TASKS TO CARRY OUT:
[1] In the Steelers fans thread, condense the paragraph beginning "As an aside" into one shorter sentence that keeps its main facts.
[2] Write out the Steelers fans thread from "# Steelers fans?" to "meet fun people!" again, swapping "Eagles" for "Giants".

DOCUMENT TEXT:
• • • • •
# Steelers fans?



## Skooks in Dubai (Jul 26, 2011)

Hey everyone! Now that the American NFL season is officially happening, I was wondering if there are any fellow Steelers fans out there. Also, my husband is an Eagles fan, so any of you out there too? We're brand new to Dubai and looking to meet fun people!


----------



## amik (Nov 3, 2010)

Oh no the Steelers.......We're Browns fans so maybe we can continue the rivalry out here!


----------



## Ish (May 15, 2011)

I grew up in/lived in 3 out of the 4 NFC East towns, so I'm always interested in interacting with any other NFC East fans out there. I'm scheduled to arrive over there just in time for the start of the regular season.


----------



## Sky_High_1 (Mar 13, 2011)

Hell yes!
Spent the past 6 years in Pittsburgh. Was going to college over there and just graduated this past December. Definitely in for meeting up for the games!


----------



## bigbang70 (Apr 9, 2010)

Steelers Will crush all....


----------



## Jynxgirl (Nov 27, 2009)

If you are coming over and love football, get the nfl package or set up a slingbox if it is an option. No place shows american football on television.


----------



## md000 (Dec 16, 2008)

Jynxgirl said:


> If you are coming over and love football, get the nfl package or set up a slingbox if it is an option. No place shows american football on television.


Boston Bar has shown the games for me before. 

As the manager (at the time) there told me, if you can get a steady group of people coming to the same place on a weekly basis, they will show whatever you want. I'm positive other bars will do the same. 

BTW - Go BEARS!!!!

-md000/Mike


----------



## Jynxgirl (Nov 27, 2009)

For get togethers, I have tried and called a whole lot of bars and never found one that would show them. Good to know that you have a contact at a bar who can be used for future reference on ef american football get togethers.


----------



## md000 (Dec 16, 2008)

Jynxgirl said:


> For get togethers, I have tried and called a whole lot of bars and never found one that would show them. Good to know that you have a contact at a bar who will for future reference on ef american football get togethers.


The issue that he raised (he is no longer @ Boston Bar) was that - they won't show them without consistent support. 4-8 people isn't enough "support" to beat their regular crowd of 20-30 brits. 

As an aside, I'm checking with a friend of mine, a bar manager, to see if we can take over one of her hotel's bars for a Sunday night to watch the early games. Might be worthwhile, but we'd have to get considerable support to "beat" their regular crowd. 

I'm also going to ask the bar manager @ the Citymax next to my place. Their sports bar is empty on Sundays - maybe we can persuade them to invest in the package.

-md000/Mike


----------



## Saint Ari (Oct 1, 2010)

49ers here ... 

As always Jinx is the designated host for Monday Night Football ...


----------



## indoMLA (Feb 6, 2011)
• • • • •
EXTRACTED DATA:
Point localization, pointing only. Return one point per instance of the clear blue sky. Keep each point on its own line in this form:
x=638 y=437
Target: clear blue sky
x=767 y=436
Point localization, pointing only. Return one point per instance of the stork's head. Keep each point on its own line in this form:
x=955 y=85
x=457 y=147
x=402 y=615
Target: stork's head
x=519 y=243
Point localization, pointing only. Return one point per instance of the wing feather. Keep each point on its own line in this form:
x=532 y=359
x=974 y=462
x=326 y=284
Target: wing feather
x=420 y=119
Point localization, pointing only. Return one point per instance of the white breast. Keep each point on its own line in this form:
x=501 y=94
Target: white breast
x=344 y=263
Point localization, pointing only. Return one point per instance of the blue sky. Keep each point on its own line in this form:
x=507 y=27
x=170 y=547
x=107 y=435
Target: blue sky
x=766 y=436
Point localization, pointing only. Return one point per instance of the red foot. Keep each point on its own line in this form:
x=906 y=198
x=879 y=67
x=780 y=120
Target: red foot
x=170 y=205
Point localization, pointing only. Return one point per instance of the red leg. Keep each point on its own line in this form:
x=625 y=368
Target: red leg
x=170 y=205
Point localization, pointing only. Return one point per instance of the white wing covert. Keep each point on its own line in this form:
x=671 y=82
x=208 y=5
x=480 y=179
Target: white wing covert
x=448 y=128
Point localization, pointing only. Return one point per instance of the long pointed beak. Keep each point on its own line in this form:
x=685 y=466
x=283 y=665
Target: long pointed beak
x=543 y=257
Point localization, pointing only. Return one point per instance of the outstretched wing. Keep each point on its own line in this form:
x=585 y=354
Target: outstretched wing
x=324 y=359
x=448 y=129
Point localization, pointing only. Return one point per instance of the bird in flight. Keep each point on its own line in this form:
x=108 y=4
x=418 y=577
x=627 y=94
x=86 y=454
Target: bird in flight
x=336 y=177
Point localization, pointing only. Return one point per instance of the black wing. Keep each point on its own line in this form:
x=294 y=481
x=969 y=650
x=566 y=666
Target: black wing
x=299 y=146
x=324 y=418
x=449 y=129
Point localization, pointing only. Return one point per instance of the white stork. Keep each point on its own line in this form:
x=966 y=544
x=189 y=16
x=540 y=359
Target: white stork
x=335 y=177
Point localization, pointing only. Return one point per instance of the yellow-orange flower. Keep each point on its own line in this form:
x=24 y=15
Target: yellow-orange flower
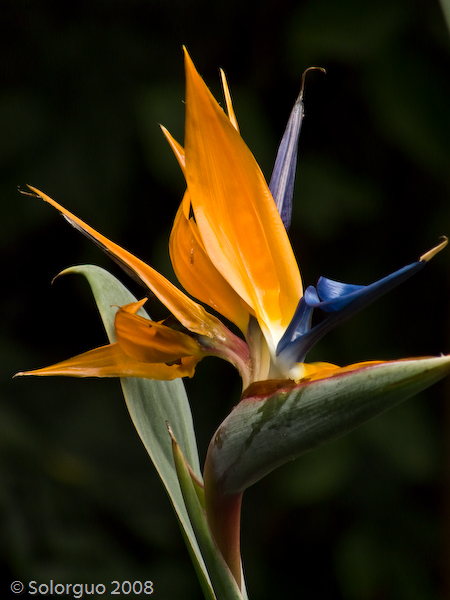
x=230 y=250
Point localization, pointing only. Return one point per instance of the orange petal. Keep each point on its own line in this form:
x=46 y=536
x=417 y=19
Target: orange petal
x=237 y=218
x=112 y=361
x=192 y=315
x=198 y=275
x=148 y=341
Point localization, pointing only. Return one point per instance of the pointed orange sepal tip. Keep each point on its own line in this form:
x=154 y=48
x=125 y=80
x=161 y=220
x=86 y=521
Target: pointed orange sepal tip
x=189 y=313
x=234 y=210
x=198 y=275
x=112 y=361
x=152 y=342
x=429 y=255
x=177 y=148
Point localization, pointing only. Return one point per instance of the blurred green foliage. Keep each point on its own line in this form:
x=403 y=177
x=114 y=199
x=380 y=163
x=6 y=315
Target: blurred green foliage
x=83 y=87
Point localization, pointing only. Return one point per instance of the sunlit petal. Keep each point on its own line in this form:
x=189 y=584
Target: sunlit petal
x=148 y=341
x=192 y=315
x=112 y=361
x=238 y=221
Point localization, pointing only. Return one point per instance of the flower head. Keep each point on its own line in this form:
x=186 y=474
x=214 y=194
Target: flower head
x=230 y=250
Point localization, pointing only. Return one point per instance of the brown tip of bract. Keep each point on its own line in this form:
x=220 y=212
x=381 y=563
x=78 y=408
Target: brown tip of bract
x=302 y=87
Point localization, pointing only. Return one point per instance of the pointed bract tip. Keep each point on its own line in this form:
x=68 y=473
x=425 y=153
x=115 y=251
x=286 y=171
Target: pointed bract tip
x=302 y=87
x=429 y=255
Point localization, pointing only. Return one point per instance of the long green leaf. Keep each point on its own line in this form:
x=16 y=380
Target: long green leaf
x=151 y=404
x=262 y=433
x=224 y=583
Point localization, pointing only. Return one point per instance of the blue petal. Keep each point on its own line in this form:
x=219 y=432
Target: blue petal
x=282 y=181
x=341 y=300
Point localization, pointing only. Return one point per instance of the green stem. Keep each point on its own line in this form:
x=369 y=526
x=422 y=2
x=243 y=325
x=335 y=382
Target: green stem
x=223 y=512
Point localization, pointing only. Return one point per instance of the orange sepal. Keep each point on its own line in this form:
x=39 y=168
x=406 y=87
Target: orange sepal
x=191 y=314
x=198 y=275
x=237 y=218
x=150 y=341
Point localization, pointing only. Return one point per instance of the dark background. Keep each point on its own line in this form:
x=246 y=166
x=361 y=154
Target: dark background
x=83 y=87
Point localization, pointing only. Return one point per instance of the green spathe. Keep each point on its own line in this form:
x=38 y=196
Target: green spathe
• • • • •
ANSWERS FOR THE TASKS:
[1] The poster is asking a friend who manages a bar whether a group could take over one of her hotel's bars on a Sunday night to watch the early games, which would need considerable support to outnumber the regular crowd.

[2]
# Steelers fans?



## Skooks in Dubai (Jul 26, 2011)

Hey everyone! Now that the American NFL season is officially happening, I was wondering if there are any fellow Steelers fans out there. Also, my husband is an Giants fan, so any of you out there too? We're brand new to Dubai and looking to meet fun people!